Only lines containing the word "painting" belong in the answer; copy each one from the records.

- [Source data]

------

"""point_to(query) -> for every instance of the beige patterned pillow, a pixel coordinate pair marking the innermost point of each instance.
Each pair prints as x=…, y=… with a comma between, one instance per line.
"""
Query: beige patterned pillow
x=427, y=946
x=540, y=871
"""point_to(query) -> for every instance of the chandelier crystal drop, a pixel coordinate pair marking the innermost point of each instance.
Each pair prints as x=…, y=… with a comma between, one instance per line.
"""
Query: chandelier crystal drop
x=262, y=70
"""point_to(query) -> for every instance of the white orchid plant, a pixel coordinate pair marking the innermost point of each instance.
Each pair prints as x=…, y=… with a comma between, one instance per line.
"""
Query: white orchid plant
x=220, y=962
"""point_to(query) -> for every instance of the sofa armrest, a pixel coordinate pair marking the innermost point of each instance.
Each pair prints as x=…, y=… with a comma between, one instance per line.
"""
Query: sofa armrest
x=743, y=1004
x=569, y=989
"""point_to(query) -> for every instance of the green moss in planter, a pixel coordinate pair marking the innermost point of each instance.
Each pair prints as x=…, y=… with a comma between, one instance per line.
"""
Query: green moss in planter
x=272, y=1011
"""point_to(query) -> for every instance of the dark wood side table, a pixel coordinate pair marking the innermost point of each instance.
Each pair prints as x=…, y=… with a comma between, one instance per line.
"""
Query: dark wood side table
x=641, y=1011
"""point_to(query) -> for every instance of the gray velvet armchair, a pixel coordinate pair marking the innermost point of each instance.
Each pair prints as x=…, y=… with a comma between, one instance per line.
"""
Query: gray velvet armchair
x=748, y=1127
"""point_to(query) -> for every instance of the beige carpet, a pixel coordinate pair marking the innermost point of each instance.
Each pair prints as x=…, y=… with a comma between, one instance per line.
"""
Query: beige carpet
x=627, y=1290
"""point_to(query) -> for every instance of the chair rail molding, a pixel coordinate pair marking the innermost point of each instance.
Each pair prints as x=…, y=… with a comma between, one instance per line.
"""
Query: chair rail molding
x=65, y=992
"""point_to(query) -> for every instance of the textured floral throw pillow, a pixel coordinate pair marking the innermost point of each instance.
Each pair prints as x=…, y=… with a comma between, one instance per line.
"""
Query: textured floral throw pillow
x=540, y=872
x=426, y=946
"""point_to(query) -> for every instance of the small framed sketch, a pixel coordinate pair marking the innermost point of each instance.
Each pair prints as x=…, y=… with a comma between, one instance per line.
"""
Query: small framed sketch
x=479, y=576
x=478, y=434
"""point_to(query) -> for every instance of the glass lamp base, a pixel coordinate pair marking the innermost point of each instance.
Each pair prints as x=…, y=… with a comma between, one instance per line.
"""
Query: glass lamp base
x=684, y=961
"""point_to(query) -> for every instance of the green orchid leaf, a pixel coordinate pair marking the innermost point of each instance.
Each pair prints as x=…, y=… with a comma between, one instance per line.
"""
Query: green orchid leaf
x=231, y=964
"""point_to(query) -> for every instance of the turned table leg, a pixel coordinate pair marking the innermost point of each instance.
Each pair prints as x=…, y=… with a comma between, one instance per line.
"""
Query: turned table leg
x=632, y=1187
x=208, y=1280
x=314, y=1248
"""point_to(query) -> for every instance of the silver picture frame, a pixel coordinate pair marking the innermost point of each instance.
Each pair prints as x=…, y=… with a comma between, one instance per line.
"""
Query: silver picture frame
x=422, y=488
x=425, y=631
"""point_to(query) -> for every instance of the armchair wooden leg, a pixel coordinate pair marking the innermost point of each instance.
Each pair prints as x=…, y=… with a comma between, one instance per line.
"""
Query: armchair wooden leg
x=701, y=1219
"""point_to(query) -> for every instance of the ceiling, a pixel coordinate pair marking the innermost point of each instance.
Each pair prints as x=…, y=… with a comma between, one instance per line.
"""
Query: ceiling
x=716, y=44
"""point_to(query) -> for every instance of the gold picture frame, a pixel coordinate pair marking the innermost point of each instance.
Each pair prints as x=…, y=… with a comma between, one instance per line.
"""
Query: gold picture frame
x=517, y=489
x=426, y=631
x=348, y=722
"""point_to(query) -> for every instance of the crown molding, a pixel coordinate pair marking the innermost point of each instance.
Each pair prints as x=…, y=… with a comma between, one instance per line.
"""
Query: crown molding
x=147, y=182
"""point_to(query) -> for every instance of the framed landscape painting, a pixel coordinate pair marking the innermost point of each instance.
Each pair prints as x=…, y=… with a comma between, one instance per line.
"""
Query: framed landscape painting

------

- [Result of this exercise]
"""point_to(query) -> for every instance of the framed landscape painting, a pixel coordinate pair marking the innermost point of each instance.
Query: framed landscape painting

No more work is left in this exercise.